▶ [What the task asks] Extract from the listing below each line that contains the word "green".

▶ [Records provided]

___

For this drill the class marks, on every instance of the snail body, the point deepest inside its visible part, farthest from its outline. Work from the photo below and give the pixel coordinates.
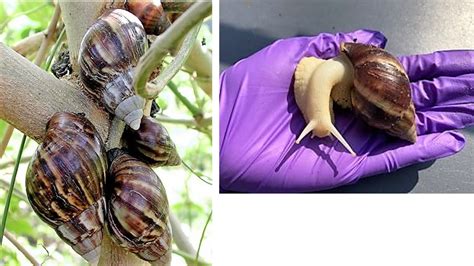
(138, 214)
(64, 182)
(151, 14)
(110, 49)
(152, 144)
(363, 78)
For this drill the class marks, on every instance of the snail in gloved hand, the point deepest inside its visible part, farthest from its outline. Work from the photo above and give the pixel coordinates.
(364, 78)
(64, 182)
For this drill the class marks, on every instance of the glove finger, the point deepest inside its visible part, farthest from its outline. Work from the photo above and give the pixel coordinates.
(326, 45)
(442, 63)
(442, 118)
(387, 158)
(444, 103)
(443, 91)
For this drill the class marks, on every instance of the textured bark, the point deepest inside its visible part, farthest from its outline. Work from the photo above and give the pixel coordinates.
(78, 16)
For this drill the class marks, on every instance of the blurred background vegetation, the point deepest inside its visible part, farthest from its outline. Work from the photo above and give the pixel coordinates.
(190, 198)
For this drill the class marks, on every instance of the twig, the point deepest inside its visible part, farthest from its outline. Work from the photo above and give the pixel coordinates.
(193, 109)
(10, 190)
(55, 49)
(117, 127)
(196, 260)
(23, 250)
(200, 61)
(170, 71)
(6, 139)
(49, 37)
(200, 176)
(38, 60)
(186, 256)
(166, 41)
(206, 121)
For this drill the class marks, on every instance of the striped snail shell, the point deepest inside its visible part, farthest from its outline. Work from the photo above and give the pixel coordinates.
(381, 93)
(64, 182)
(151, 14)
(152, 144)
(109, 50)
(138, 214)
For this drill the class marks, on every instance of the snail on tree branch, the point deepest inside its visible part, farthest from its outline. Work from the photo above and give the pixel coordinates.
(109, 50)
(138, 212)
(64, 182)
(364, 78)
(152, 144)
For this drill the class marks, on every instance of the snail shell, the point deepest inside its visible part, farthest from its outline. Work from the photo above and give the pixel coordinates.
(381, 93)
(152, 144)
(138, 214)
(64, 182)
(109, 50)
(151, 14)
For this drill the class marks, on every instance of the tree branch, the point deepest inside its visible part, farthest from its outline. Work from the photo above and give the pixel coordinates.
(165, 42)
(25, 88)
(206, 121)
(180, 238)
(200, 61)
(6, 139)
(30, 44)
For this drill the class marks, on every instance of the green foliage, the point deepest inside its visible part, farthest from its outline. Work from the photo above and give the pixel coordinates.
(189, 197)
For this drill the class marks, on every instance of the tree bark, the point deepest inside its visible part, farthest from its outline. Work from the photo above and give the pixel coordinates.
(78, 16)
(29, 96)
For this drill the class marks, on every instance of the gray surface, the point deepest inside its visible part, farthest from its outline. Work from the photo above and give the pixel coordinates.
(412, 27)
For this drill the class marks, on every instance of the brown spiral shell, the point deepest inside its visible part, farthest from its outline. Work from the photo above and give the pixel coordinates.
(381, 94)
(110, 49)
(64, 182)
(138, 214)
(151, 14)
(152, 144)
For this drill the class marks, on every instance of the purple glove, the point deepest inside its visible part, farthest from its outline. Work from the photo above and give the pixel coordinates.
(259, 119)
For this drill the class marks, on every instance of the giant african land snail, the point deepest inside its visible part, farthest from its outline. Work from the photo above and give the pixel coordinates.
(66, 177)
(65, 180)
(364, 78)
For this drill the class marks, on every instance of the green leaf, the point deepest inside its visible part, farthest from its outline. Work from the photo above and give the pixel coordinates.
(8, 257)
(20, 227)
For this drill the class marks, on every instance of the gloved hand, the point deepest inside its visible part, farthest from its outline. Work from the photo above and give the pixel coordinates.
(259, 119)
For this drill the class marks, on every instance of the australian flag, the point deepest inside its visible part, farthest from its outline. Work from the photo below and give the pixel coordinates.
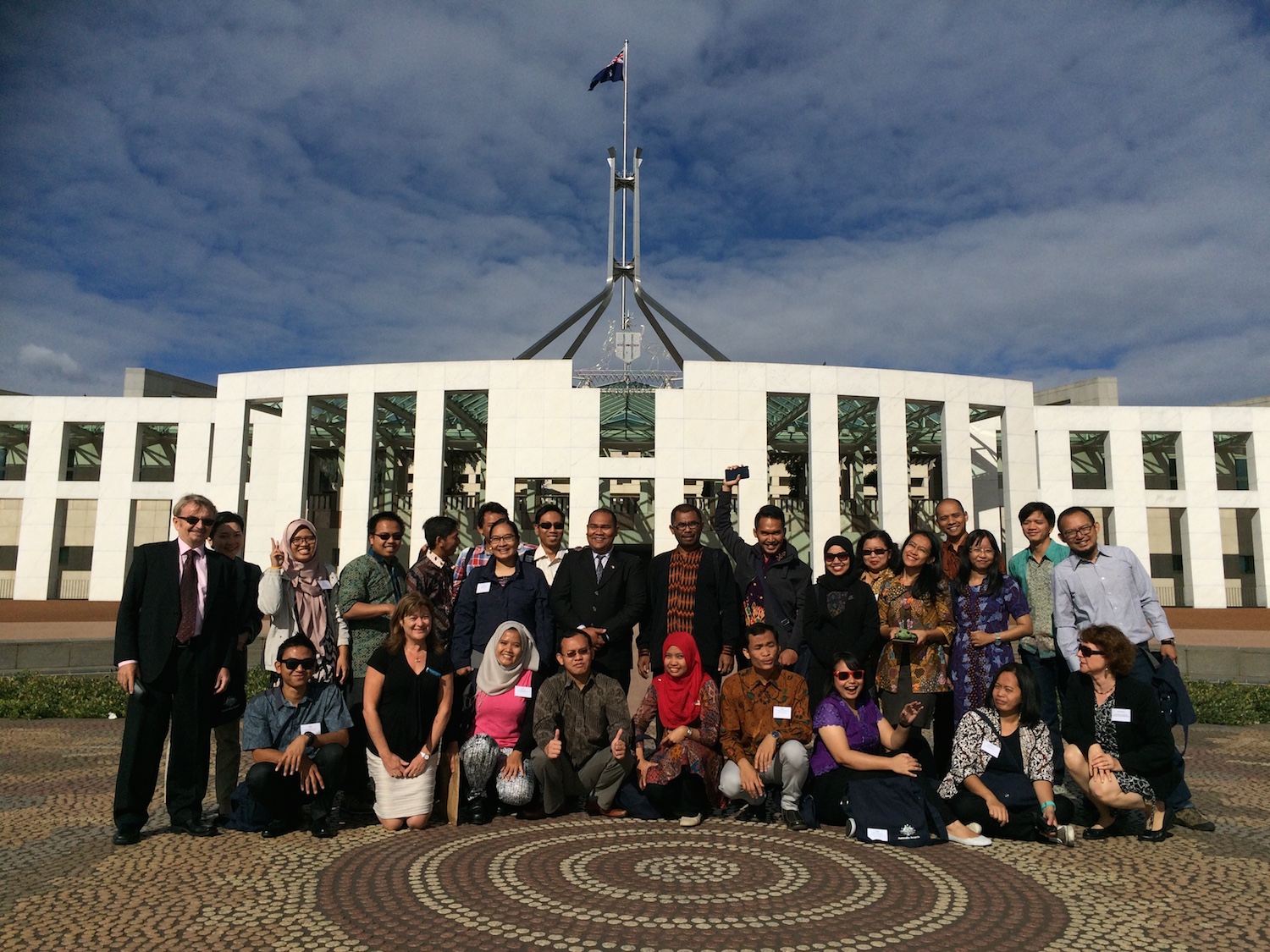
(610, 74)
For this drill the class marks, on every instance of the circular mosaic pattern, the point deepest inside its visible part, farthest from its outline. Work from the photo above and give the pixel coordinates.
(586, 883)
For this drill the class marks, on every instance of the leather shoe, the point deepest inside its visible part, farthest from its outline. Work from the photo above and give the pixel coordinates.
(477, 812)
(792, 820)
(614, 812)
(1104, 832)
(193, 828)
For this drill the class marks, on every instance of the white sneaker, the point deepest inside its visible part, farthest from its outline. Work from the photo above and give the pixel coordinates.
(977, 840)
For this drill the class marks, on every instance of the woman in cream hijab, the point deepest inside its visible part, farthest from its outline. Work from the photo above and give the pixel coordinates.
(502, 734)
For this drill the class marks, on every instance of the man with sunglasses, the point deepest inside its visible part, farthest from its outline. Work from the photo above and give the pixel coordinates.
(582, 726)
(1099, 584)
(549, 527)
(297, 734)
(174, 645)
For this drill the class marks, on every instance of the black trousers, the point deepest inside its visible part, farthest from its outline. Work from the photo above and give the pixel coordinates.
(282, 796)
(683, 796)
(970, 807)
(179, 700)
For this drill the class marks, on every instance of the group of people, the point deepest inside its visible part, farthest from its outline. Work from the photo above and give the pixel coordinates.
(500, 674)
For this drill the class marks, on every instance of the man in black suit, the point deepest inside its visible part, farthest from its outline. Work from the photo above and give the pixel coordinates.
(691, 588)
(174, 644)
(602, 593)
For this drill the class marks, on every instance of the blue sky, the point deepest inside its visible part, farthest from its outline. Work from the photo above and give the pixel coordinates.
(1036, 190)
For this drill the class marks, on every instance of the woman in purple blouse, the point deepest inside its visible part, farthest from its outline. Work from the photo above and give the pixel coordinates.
(853, 744)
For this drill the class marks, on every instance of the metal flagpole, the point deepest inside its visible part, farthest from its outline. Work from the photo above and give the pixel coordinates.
(627, 85)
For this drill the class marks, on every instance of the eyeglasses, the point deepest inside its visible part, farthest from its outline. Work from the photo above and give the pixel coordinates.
(1079, 531)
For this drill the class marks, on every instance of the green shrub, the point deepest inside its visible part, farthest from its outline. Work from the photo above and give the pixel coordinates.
(1226, 702)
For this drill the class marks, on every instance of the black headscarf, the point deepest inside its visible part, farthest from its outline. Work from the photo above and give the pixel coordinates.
(840, 583)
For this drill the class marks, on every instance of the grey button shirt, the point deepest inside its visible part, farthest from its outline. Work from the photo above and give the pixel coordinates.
(1114, 589)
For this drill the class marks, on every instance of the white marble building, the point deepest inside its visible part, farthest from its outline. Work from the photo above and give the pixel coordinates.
(86, 479)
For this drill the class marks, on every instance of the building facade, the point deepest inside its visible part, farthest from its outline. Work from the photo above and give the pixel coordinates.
(84, 480)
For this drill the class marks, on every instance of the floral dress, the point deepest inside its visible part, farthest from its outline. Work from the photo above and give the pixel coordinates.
(698, 757)
(970, 668)
(1104, 733)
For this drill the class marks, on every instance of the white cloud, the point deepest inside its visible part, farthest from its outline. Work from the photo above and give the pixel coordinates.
(1041, 192)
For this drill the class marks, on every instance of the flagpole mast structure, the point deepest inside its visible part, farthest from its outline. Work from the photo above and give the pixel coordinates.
(627, 86)
(624, 269)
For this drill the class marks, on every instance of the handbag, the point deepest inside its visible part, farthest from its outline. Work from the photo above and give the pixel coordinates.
(893, 809)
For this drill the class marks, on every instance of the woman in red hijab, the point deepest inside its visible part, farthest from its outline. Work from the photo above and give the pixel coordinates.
(681, 777)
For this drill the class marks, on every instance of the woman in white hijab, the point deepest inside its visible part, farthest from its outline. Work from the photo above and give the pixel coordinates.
(297, 594)
(502, 734)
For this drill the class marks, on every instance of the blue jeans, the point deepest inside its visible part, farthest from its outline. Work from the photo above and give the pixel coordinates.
(1180, 797)
(1052, 680)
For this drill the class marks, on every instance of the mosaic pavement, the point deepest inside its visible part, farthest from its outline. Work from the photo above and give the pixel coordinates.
(589, 883)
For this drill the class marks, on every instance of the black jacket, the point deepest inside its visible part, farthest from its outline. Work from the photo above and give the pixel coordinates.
(615, 603)
(787, 581)
(145, 629)
(715, 612)
(856, 629)
(1146, 744)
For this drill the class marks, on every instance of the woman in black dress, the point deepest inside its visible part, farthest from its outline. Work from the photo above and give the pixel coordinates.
(840, 614)
(409, 691)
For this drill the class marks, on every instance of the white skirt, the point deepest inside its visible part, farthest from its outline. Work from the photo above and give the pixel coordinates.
(400, 797)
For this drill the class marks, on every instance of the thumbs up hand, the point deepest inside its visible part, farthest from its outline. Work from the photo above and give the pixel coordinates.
(554, 746)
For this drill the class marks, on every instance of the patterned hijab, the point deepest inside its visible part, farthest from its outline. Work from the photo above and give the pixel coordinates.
(678, 700)
(493, 677)
(305, 578)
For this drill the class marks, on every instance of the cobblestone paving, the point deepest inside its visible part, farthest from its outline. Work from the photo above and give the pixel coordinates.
(586, 883)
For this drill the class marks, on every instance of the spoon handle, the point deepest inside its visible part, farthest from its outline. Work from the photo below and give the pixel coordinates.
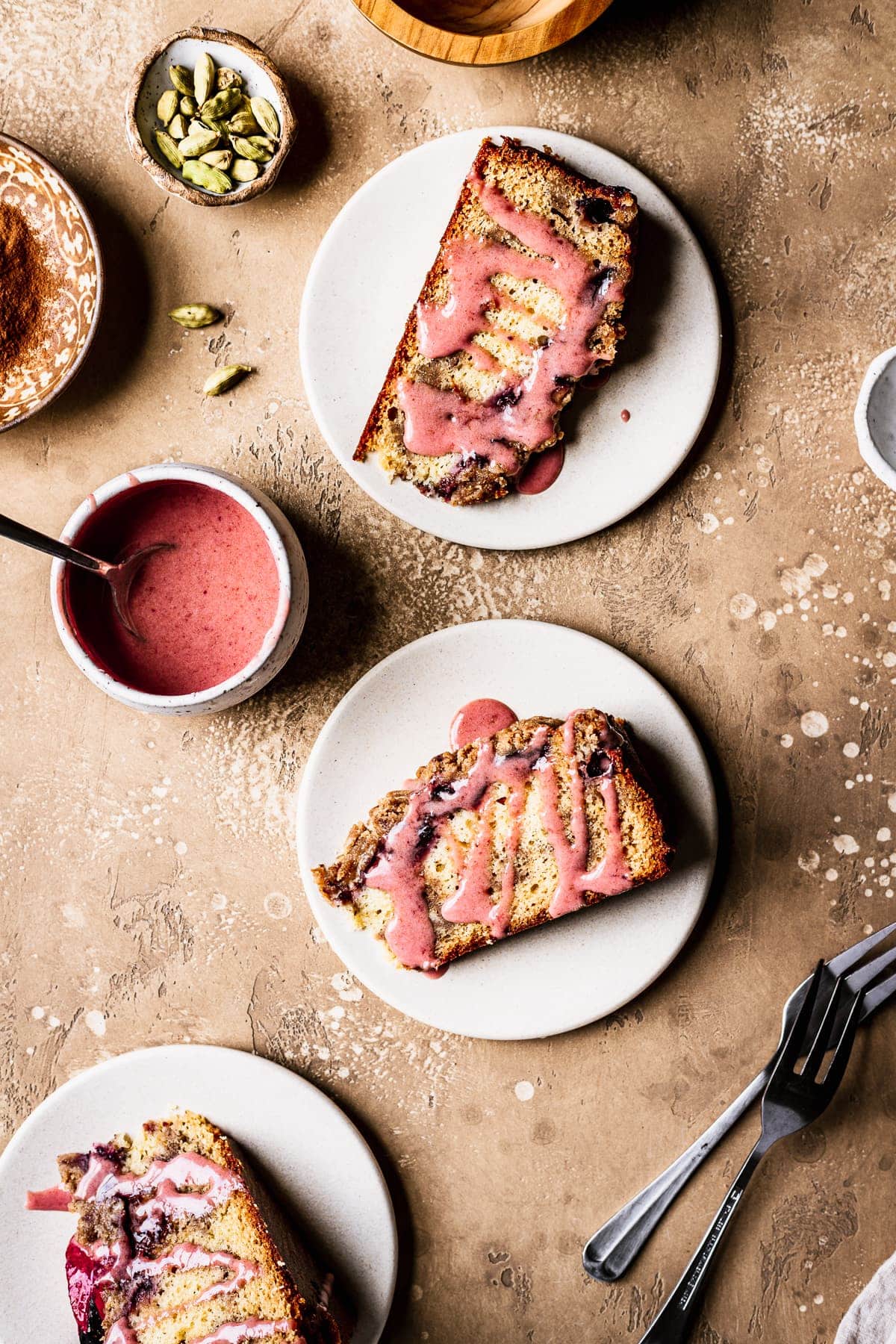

___

▶ [Complete answer]
For this drill the class marks, on every instance of the green foliage, the point deepest inside its visible part, farthest from its outline. Work from the photo above and give the pixel coordinates.
For this drill the class marks, on every instance of the green leaf, the point deepest inside its visible part, farthest from its outline. Work from the photo above and give the pixel coordinates.
For this drill the class marks, on every instance of the green shrub, the point deepest inside its visible part, farthest from its outline. Work from the photo above and give the pixel coordinates.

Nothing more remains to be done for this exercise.